**Aangeleverde tekst:**
Artikel 12 Algemene procedureregels

Op de voorbereiding van een besluit tot het stellen van nadere eisen als bedoeld in artikel 3, lid 3.3 en artikel 4, lid 4.3 is de volgende procedure van toepassing:

  • a. Burgemeester en wethouders leggen het ontwerpbesluit met de daarop betrekking hebbende stukken voor een periode van twee weken ter inzage.
  • b. Voorafgaand aan de terinzagelegging geven Burgemeester en wethouders in een of meer dag-, nieuws-, of huis-aan-huisbladen of op andere geschikte wijze kennis van het ontwerp. Volstaan kan worden met het vermelden van de zakelijke inhoud.
  • c. In de kennisgeving wordt vermeld waar en wanneer de stukken ter inzage zullen liggen, wie in de gelegenheid wordt gesteld om een zienswijze in te dienen en op welke wijze dit dient te gebeuren.
  • d. Belanghebbenden kunnen bij Burgemeester en wethouders naar keuze schriftelijk of mondeling hun zienswijze over de ontwerp naar voren brengen.

**Opdracht:** Hoe lang leggen burgemeester en wethouders volgens de aangeleverde tekst het ontwerpbesluit ter inzage? Antwoord alstublieft kort.

**Verzamelde gegevens:**
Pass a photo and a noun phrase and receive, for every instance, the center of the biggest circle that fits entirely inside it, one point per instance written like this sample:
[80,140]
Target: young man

**Oplossing:** Voor een periode van twee weken.